[GIVEN REQUEST]: Would you retype, word for word, the line with "Place one point per instance of the man walking." and every line after it through the end of the records below?

[RAW RECORDS]:
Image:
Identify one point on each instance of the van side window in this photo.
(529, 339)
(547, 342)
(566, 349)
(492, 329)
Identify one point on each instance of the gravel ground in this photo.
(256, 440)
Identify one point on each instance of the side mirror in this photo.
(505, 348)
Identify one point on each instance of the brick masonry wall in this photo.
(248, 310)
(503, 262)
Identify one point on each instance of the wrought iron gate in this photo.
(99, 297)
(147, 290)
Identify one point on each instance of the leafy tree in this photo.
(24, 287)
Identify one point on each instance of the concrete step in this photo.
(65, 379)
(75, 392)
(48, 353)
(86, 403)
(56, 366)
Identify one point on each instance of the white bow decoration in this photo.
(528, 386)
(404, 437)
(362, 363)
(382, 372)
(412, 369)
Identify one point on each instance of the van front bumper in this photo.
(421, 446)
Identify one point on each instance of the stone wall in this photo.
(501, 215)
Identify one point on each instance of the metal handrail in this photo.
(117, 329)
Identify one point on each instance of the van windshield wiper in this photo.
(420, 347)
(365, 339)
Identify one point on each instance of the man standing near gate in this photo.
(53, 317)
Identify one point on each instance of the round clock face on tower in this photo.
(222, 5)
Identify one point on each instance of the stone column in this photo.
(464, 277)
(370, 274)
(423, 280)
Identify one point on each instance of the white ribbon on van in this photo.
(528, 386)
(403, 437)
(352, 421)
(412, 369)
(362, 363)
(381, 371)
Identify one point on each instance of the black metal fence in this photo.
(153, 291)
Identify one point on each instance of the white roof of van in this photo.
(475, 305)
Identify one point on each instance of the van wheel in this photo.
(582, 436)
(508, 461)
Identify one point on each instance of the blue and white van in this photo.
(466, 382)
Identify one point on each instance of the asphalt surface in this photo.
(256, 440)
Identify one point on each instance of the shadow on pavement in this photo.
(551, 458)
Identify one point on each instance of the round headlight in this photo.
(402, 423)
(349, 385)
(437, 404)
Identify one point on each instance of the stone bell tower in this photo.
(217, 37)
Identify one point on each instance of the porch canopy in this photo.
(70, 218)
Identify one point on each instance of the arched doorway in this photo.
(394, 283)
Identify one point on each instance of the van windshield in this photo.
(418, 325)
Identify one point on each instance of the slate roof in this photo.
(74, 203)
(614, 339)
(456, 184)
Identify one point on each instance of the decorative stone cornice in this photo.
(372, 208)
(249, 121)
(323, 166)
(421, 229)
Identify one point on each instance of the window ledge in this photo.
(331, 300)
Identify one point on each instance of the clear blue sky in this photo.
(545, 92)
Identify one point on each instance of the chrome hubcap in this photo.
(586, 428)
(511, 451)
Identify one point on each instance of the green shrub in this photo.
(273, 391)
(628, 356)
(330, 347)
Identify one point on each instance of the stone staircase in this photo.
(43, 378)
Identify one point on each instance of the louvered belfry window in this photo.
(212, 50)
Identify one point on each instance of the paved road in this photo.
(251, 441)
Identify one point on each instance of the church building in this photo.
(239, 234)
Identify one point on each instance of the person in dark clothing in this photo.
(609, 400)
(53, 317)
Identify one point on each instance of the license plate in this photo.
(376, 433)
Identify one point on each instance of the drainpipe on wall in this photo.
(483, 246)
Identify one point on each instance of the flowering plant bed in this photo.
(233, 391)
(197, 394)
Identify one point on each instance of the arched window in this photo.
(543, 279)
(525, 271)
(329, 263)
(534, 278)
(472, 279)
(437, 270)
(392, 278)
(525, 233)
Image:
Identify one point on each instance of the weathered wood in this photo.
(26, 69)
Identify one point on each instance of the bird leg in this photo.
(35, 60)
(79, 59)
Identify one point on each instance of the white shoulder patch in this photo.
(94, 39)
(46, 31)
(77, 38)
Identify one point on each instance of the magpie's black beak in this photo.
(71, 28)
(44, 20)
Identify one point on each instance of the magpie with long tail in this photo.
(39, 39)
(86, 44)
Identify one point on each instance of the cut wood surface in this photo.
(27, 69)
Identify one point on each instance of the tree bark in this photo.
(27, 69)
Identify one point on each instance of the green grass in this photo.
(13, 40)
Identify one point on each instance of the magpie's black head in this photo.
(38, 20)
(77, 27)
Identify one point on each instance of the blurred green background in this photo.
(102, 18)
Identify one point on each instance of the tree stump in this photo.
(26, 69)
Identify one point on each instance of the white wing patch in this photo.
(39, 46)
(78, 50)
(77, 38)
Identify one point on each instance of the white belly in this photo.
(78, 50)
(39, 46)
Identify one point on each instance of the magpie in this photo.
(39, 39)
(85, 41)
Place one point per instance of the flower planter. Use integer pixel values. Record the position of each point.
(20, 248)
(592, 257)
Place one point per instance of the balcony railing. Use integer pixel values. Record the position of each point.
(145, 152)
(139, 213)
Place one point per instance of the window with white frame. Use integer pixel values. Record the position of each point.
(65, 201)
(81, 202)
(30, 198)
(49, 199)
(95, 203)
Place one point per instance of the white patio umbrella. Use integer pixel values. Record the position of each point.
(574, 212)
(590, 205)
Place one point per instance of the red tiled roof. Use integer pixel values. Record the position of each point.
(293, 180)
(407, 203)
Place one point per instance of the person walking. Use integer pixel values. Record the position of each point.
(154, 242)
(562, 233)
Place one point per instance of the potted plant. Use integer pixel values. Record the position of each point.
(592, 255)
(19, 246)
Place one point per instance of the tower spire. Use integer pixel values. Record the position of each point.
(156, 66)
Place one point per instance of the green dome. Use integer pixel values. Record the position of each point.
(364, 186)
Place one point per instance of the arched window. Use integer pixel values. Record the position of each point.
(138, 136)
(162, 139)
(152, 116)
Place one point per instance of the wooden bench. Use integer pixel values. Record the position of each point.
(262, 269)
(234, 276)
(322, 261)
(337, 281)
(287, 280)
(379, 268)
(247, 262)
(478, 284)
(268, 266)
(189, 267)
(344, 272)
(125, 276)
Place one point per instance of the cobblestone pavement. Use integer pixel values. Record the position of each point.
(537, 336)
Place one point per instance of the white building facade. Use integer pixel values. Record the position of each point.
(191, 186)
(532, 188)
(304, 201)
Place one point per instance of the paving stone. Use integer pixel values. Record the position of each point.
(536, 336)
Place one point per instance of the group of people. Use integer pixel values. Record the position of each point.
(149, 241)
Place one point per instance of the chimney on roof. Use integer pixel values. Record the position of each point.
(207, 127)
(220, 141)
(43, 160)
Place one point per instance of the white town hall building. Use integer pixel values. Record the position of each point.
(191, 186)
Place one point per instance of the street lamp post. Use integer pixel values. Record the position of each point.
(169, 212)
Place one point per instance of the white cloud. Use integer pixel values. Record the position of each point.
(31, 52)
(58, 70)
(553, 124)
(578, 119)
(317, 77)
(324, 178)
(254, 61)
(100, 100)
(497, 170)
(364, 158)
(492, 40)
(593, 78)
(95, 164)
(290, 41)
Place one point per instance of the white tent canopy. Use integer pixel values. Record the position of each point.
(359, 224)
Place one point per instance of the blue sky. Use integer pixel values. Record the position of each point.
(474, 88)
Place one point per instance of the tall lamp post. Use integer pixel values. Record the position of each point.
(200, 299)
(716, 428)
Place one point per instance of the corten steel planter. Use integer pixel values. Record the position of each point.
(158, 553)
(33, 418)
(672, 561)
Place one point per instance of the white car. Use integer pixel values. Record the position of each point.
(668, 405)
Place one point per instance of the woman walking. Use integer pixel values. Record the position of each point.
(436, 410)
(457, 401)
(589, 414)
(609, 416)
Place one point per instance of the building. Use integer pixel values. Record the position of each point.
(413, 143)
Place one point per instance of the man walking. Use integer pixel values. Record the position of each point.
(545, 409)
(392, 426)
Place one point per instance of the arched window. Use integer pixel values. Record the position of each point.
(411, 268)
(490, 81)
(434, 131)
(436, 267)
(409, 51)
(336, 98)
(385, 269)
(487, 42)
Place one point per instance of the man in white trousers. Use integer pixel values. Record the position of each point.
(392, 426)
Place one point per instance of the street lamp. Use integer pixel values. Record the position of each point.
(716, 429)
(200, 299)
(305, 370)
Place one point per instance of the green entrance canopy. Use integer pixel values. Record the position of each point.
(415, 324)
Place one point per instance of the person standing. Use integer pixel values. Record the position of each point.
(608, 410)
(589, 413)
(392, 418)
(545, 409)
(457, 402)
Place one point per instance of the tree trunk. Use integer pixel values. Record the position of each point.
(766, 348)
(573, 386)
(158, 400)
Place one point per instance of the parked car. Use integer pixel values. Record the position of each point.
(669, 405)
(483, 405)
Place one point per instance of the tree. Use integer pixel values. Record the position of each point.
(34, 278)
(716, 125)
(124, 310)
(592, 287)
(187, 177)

[EXERCISE RESPONSE]:
Place one point per instance of the man walking. Use integer pixel values. Record the position of each point.
(545, 409)
(392, 426)
Place one point per instance of the arched window. Use integer pixel values. Record the position of each point.
(411, 268)
(490, 81)
(434, 131)
(436, 267)
(409, 51)
(336, 98)
(385, 269)
(487, 42)
Place one point per instance of the man in white trousers. Use integer pixel values. Record the position of each point.
(392, 426)
Place one point per instance of the street lamp. Use integer pixel values. Record the position of each point.
(716, 429)
(200, 299)
(305, 370)
Place one point per instance of the green entrance canopy. Use integer pixel values. Record the position of each point.
(415, 324)
Place one point per instance of the person standing. Use integer pixel values. Record the position of each point.
(608, 410)
(589, 413)
(392, 418)
(545, 409)
(457, 402)
Place one point per instance of the tree trunk. Use integer pixel values. Record the position of each point.
(766, 348)
(573, 386)
(158, 400)
Place one point per instance of the parked car. Use integer pixel values. Record the position of each point.
(669, 405)
(483, 405)
Place one point per instance of the tree. Use integer pixel values. Record the position of each point.
(34, 278)
(716, 125)
(124, 310)
(592, 287)
(187, 177)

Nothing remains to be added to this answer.